Render each line of the records below as a JSON list of strings, one string per line, leaving out any blank lines.

Data for processing:
** start **

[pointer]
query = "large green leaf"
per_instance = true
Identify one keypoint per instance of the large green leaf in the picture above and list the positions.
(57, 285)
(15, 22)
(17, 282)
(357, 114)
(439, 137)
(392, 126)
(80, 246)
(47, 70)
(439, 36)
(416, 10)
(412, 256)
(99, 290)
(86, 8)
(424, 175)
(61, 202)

** end **

Exercise response:
[
  "[pointer]",
  "query = \"large green leaf\"",
  "per_instance = true",
  "Identify one keypoint per instance of the large green leaf in the picture above and list the positions.",
  "(57, 285)",
  "(15, 22)",
  "(17, 282)",
  "(357, 114)",
  "(439, 137)",
  "(392, 126)",
  "(80, 246)",
  "(47, 70)",
  "(439, 36)",
  "(416, 10)",
  "(412, 256)",
  "(99, 290)",
  "(86, 8)",
  "(424, 175)",
  "(61, 202)"
]